[Page extract]:
As a word problem, I think that makes sense. But, if you measure the
work for QA as directly proportional to the volume of fixes (which is
the new reality I want to see, if we're doing solid verification of
all bugs we take on branch that's the bulk of the time QA will spend
on the branches) then the workload doesn't change in major ways if you
do twice as many releases with half the number of bugs. Unless we're
upping to four weeks of QA for an 8-10 week cycle, we aren't in a good
place.

Additionally, shorter cycles:

* reduce the pressure to take a a risky fix for release N, as N+1 is
four weeks further out, not eight or more.
* decrease our exposure to firedrill situations, as especially during
the QA period we can take specific fixes and roll them into the
current release without significantly increasing risk.
* spread the load into more cycles of lesser intensity (steady is
better than bursty)
* keeps the ball rolling on branch releases, rather than the current
lulls we hit.
* gives us a better story for quicker responses to security issues
disclosed to us by researchers.

> Have we considered an approach like:
>
> - Implement tighter branch rules and QA time-allotment changes
> - Watch the metrics we care about (# of re-spins, # of firedrill
> regressions, &c) for a few branch cycles
> - Once we have a baseline on the new system, and assuming there is
> still general agreement on the desirability of a shorter cycle, roll
> that change in as well and see if the metrics suffer.
>
> If we have, can I ask for clarification on why this approach would
> be worse?

I think the problem is that we haven't done any releases over 70 bugs
that didn't hurt us one way or another. The smallest approximation I
can come up with for 3.0.2 is ~80 bugs. Doing two releases of ~40
bugs each seems like much more digestible pieces for QA to tackle.
Also, assuming we're not going to fix more or less of the "important"
bugs based on release cycle, getting half of those fixes a month
earlier seems like a win all around.

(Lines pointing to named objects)

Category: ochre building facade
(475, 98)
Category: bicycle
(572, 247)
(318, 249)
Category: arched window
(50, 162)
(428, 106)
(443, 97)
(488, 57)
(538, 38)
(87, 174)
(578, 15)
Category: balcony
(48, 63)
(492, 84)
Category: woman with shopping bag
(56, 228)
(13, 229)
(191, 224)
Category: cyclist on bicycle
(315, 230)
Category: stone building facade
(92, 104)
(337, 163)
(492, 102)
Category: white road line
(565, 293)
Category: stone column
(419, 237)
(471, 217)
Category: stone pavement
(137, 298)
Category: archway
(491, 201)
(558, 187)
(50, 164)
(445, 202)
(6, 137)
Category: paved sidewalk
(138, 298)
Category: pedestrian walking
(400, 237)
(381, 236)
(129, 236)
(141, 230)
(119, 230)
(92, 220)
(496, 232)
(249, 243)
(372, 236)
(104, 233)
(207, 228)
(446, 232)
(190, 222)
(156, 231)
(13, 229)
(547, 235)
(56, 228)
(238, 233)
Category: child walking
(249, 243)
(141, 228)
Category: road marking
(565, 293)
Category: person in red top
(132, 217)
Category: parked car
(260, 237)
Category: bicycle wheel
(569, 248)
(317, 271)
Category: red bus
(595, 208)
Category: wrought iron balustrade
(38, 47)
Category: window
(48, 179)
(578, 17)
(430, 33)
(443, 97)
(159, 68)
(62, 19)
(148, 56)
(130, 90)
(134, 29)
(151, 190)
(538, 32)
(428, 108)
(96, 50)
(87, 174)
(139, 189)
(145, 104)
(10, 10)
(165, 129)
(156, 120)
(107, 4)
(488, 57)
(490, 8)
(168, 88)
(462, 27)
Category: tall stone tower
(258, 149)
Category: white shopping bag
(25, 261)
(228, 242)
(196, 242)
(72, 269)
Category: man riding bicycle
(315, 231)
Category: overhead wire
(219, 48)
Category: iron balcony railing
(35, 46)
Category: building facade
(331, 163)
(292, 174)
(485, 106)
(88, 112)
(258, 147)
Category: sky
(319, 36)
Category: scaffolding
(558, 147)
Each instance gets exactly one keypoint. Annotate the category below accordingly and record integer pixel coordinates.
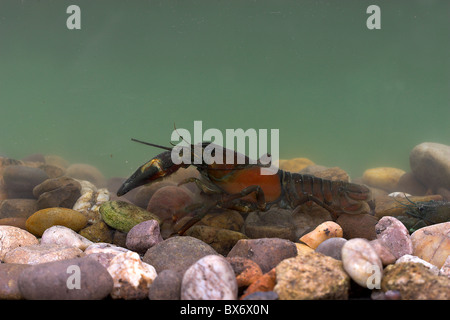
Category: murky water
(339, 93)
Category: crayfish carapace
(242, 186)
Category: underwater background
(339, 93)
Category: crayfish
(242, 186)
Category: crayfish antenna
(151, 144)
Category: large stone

[What you need to do]: Decide whether each statement agrees with the release-cycle thread, answering yes or no and quoting the deciding words. (a) Shorter cycles spread the load into more cycles of lesser intensity. (b) The writer's smallest estimate for 3.0.2 is about 40 bugs. (c) With shorter cycles, release N+1 is eight or more weeks further out.

[Exercise response]:
(a) Yes: "spread the load into more cycles of lesser intensity"
(b) No: "The smallest approximation I can come up with for 3.0.2 is ~80 bugs."
(c) No: "as N+1 is four weeks further out, not eight or more."